EXTRACT TO READ:

Astronaut in space successfully controls ground-based rover
If man's best friend is a dog, then in the future astronauts' closest companions might well be rovers. A technique allowing astronauts in orbit to control rovers exploring planetary surfaces has been developed by a research team from ESA, the German Aerospace Center DLR and European academia and industry, culminating in an Earth-based rover session commanded from the International Space Station. A paper published in the Science Robotics journal this week details their results.
"This is the first time that an astronaut in space managed to control a robotic system on the ground in such an immersive, intuitive manner," comments Aaron Pereira of DLR.
"Our 6 degree of freedom control interface incorporates force feedback so that the astronaut can experience just what the rover feels, even down to the weight and cohesion of the rocks it touches. What this does is help compensate for any limitations of bandwidth, poor lighting or signal delay to give a real sense of immersion—meaning the astronaut feels as though they are there at the scene."
Let the robots take the strain
Robotics engineer Thomas Krueger, heading ESA's Human Robot Interaction Laboratory, adds: "Robots can be given limited autonomy in known, structured environments, but for systems carrying out exploratory tasks such as sample collection in unknown, unstructured environments some kind of 'human-in-the-loop' oversight becomes essential. But direct control has not been feasible due to the inherent problem of signal delay—with transmission times constrained by the speed of light.

INSTRUCTIONS FOR THE TASK:
Continue the text about an astronaut on the space station controlling a rover on the ground, picking up right after its last sentence. The records that come next have no connection to the text.

EXTRACTED MATERIAL:

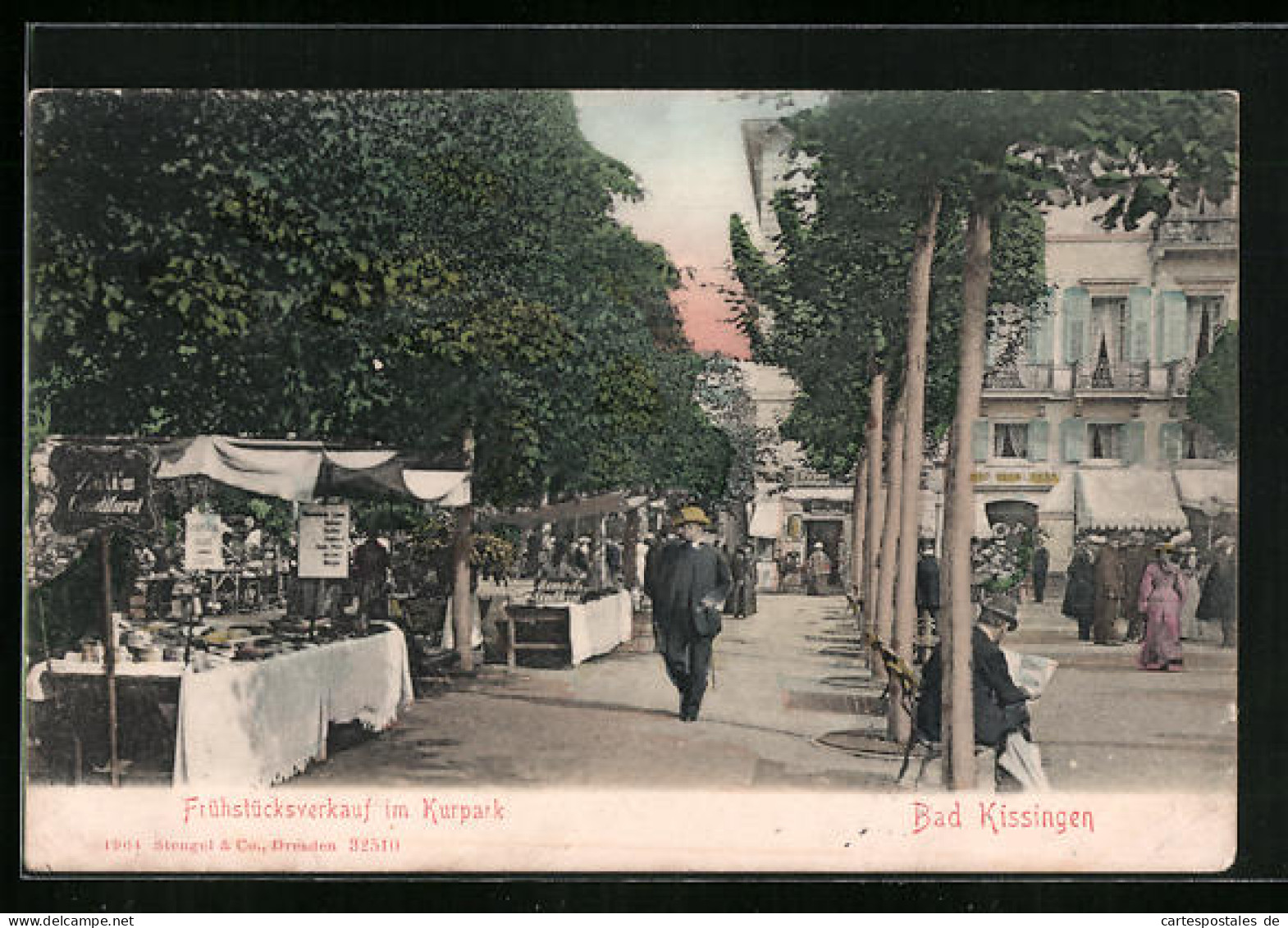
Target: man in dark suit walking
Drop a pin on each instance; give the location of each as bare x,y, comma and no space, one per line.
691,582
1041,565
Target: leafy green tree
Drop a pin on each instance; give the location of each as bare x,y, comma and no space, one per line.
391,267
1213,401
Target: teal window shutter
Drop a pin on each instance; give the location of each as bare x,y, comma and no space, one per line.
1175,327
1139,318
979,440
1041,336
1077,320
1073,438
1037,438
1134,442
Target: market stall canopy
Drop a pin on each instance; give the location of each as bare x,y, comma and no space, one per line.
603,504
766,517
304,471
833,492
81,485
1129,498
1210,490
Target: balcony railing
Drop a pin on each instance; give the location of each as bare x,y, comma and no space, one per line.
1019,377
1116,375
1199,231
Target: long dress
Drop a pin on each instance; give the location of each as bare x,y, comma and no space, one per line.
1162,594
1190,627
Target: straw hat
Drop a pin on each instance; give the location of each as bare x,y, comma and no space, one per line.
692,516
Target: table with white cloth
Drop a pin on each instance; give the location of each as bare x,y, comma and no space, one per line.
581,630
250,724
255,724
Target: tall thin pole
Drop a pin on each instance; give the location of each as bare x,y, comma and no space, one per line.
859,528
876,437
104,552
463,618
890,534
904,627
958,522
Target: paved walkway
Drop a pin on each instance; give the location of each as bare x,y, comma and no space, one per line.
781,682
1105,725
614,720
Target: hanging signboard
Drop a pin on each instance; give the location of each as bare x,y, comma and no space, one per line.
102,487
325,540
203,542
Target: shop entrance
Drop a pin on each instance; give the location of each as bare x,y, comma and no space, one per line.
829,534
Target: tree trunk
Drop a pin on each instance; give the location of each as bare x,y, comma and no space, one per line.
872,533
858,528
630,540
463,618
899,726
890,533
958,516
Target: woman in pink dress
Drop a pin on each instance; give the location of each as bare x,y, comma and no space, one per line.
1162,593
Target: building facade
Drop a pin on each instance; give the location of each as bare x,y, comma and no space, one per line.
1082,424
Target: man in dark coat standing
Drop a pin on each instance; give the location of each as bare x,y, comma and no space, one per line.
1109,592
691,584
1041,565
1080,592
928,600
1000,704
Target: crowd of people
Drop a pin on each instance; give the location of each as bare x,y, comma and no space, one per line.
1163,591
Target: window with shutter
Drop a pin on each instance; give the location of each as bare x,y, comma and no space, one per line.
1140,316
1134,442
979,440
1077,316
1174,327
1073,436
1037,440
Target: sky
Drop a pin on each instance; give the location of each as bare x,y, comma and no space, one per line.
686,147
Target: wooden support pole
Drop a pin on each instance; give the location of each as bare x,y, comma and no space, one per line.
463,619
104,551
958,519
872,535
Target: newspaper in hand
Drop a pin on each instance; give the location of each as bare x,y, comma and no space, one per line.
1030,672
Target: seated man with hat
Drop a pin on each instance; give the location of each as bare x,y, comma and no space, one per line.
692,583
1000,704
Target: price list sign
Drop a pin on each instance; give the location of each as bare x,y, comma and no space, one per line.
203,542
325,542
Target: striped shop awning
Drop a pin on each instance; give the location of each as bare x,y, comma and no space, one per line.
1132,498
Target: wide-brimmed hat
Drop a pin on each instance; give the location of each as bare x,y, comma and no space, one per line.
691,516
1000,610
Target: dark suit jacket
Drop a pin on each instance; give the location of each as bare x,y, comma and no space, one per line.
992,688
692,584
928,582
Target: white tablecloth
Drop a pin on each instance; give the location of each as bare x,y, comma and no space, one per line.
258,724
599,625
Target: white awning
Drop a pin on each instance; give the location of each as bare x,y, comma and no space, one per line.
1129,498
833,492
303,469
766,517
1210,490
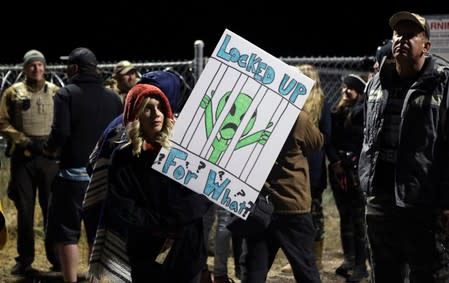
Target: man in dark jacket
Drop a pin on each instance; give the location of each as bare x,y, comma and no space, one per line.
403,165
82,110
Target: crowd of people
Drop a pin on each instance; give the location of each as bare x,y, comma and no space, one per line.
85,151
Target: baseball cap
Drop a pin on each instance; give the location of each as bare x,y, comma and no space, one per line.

RESULT FOR THIS EXERCISE:
"So we have been working towards the concept of humans staying safely and comfortably in orbit around the Moon, Mars or other planetary bodies, but being close enough for direct oversight of rovers on the surface—combining the human strengths of flexibility and improvisation with a robust, dexterous robot on the spot to carry out their commands precisely."
A team from ESA's HRI Lab and DLR's Robotics and Mechatronics Center collaborated on a series of progressively more complex tests, first on Earth then extending into orbit.
"In the end we needed to perform feasibility experiments from space because past research shows that weightlessness can degrade human performance during force and motion tasks," adds Thomas. "This and other unique environmental factors meant that Earth-based simulations would not be sufficient."
Their efforts culminated in the first part of the Analog-1 experiment in late 2019. Astronaut Luca Parmitano aboard the ISS operated the gripper-equipped ESA Interact rover in a mock lunar environment inside a hangar in Valkenburg, the Netherlands to survey rocks and collect samples. The two-hour space-to-ground test was a success, overcoming a two-way signal delay averaging more than 0.8 seconds and a data packet loss rate of 1% plus.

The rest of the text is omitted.